● **EXTRAIT DU TEXTE**:

━━━━━━━━━━

À l’occasion de la publication du décret d’application de l’article 1er de la loi pour la confiance dans l’institution judiciaire du 22 décembre 2021, ce 1er avril (et des arrêtés qui vont suivre), la Chancellerie a souhaité préciser les modalités d’application du nouveau régime d’autorisation d’enregistrement sonore ou audiovisuel des audiences judiciaires et administratives qu’il consacre.
Moyen de lutte contre la défiance envers la Justice
Mesure phare du projet de loi « Confiance » porté par le garde des Sceaux Éric Dupond-Moretti, la possibilité de filmer les procès permettrait aux Français, selon le législateur, de mieux connaître le fonctionnement de la Justice et de restaurer sa confiance dans le système judiciaire.
De fait, l’objectif officiel poursuivi est d’apporter une réponse à la défiance contre le fonctionnement de l’institution « dans un double souci de transparence et de pédagogie pour faire rentrer la Justice dans le salon des Français avec un rendez-vous télévisuel », explique la Chancellerie.
La loi prévoit ainsi un nouveau régime dérogatoire à l’interdiction de filmer les audiences en vue de leur diffusion fondée sur « un motif d’intérêt public d’ordre informatif, culturel, pédagogique ou scientifique ». Le critère pédagogique est très important et a été longuement discuté à l’assemblée nationale afin d’éviter le sensationnalisme.
« Le but n’est pas de verser dans la justice spectacle ni dans la fait-diversification mais de prendre le citoyen par la main et de lui montrer comment la justice fonctionne. On ne passera pas à d’un régime d’interdiction à un régime portes ouvertes », assure la Chancellerie.
« Objectif louable mais cadre flou », dénonçait l’été dernier le Conseil national des barreaux qui s’inquiétait du non-respect du droit à l’oubli, de la protection des personnes vulnérables, ou encore des garanties pour les droits de la Défense et l’impartialité du tribunal.
Diffusion strictement encadrée
Des critiques entendues par le législateur qui a défini dans ce décret un cadre précis protecteur des libertés contenant de nombreux garde-fous qui semblent rassurer l’institution représentative des avocats français, même si elle conserve quelques craintes.
« Les conditions sont strictes, raisonnables et proportionnées et en ce sens on espère que ça va être un texte équilibré. Il faut voir aussi à l’usage », a commenté Jérôme Gavaudan, président du CNB, sur RTL mercredi matin.
Selon le décret, les captations ne pourront être diffusées que de façon très encadrée, uniquement lorsque l’affaire sera jugée et avec l’accord et dans le respect des parties. La diffusion ne sera possible qu’après que l’instance ai donné lieu à une décision définitive, exception faite pour les audiences de la Cour de Cassation et du Conseil d’Etat où elle pourra se faire le jour même avec l’accord de tous.
Ainsi, toutes les personnes filmées devront remplir un formulaire de consentement à la diffusion de leur image. Pour les audiences non publiques (juge des enfants, juge d’application des peines…), il faudra recueillir, en plus des consentements à la diffusion, ceux à l’enregistrement. Le recueil des consentements est à la charge de l’équipe de tournage et le droit de rétractation est de 15 jours.

━━━━━━━━━━

[Un bloc de données]

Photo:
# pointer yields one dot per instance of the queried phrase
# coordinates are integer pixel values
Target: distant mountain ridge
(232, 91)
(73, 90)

━━━━━━━━━━

● **CONSIGNES**:
A: D'après le texte sur les audiences filmées, de quels ordres peut être le motif d'intérêt public qui permet de filmer une audience en vue de sa diffusion ? Donnez-les tous.
B: Recopiez le passage du texte sur les audiences filmées qui va de « La loi prévoit » jusqu'à « l’impartialité du tribunal. ».
Ces données n'ont aucun rapport avec le texte.

● **CORRIGÉ**:
A: Informatif, culturel, pédagogique et scientifique.

B:
La loi prévoit ainsi un nouveau régime dérogatoire à l’interdiction de filmer les audiences en vue de leur diffusion fondée sur « un motif d’intérêt public d’ordre informatif, culturel, pédagogique ou scientifique ». Le critère pédagogique est très important et a été longuement discuté à l’assemblée nationale afin d’éviter le sensationnalisme.
« Le but n’est pas de verser dans la justice spectacle ni dans la fait-diversification mais de prendre le citoyen par la main et de lui montrer comment la justice fonctionne. On ne passera pas à d’un régime d’interdiction à un régime portes ouvertes », assure la Chancellerie.
« Objectif louable mais cadre flou », dénonçait l’été dernier le Conseil national des barreaux qui s’inquiétait du non-respect du droit à l’oubli, de la protection des personnes vulnérables, ou encore des garanties pour les droits de la Défense et l’impartialité du tribunal.